Work instructions
Would you transcribe the line that holds "Identify a point for each instance of the long", plus every line beneath it through the end of the data, exactly and with nothing added?

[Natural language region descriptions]
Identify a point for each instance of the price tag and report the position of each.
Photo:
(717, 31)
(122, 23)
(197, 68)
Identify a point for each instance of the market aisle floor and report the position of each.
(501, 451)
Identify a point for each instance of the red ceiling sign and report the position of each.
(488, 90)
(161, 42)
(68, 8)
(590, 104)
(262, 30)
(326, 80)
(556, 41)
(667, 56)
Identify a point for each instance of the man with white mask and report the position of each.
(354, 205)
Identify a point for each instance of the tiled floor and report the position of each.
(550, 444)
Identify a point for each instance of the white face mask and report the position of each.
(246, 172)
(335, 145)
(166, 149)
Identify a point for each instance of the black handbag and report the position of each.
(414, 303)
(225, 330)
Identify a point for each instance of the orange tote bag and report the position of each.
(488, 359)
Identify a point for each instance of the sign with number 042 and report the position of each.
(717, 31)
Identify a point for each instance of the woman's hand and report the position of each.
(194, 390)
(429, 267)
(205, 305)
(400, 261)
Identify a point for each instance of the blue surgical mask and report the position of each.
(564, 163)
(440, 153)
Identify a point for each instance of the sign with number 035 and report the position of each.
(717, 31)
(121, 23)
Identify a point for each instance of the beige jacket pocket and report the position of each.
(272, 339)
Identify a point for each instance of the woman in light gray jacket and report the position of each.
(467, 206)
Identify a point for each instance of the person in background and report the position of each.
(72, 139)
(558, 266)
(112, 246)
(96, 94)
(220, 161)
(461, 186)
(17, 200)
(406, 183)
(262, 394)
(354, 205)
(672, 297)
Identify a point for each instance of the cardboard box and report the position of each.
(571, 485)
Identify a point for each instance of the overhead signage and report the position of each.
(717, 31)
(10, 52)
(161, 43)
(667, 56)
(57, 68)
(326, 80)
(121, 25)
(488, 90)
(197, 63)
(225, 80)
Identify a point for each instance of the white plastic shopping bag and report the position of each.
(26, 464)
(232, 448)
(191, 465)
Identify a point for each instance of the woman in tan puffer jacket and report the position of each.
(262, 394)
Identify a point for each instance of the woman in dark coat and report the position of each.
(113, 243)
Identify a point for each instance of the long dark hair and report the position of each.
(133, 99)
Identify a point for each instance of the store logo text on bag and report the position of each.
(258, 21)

Solution to this task
Identify a point for each instance of the long dark hair and report the position of each.
(133, 99)
Identify a point for each instance of the store logo text on bag and report the position of each.
(258, 21)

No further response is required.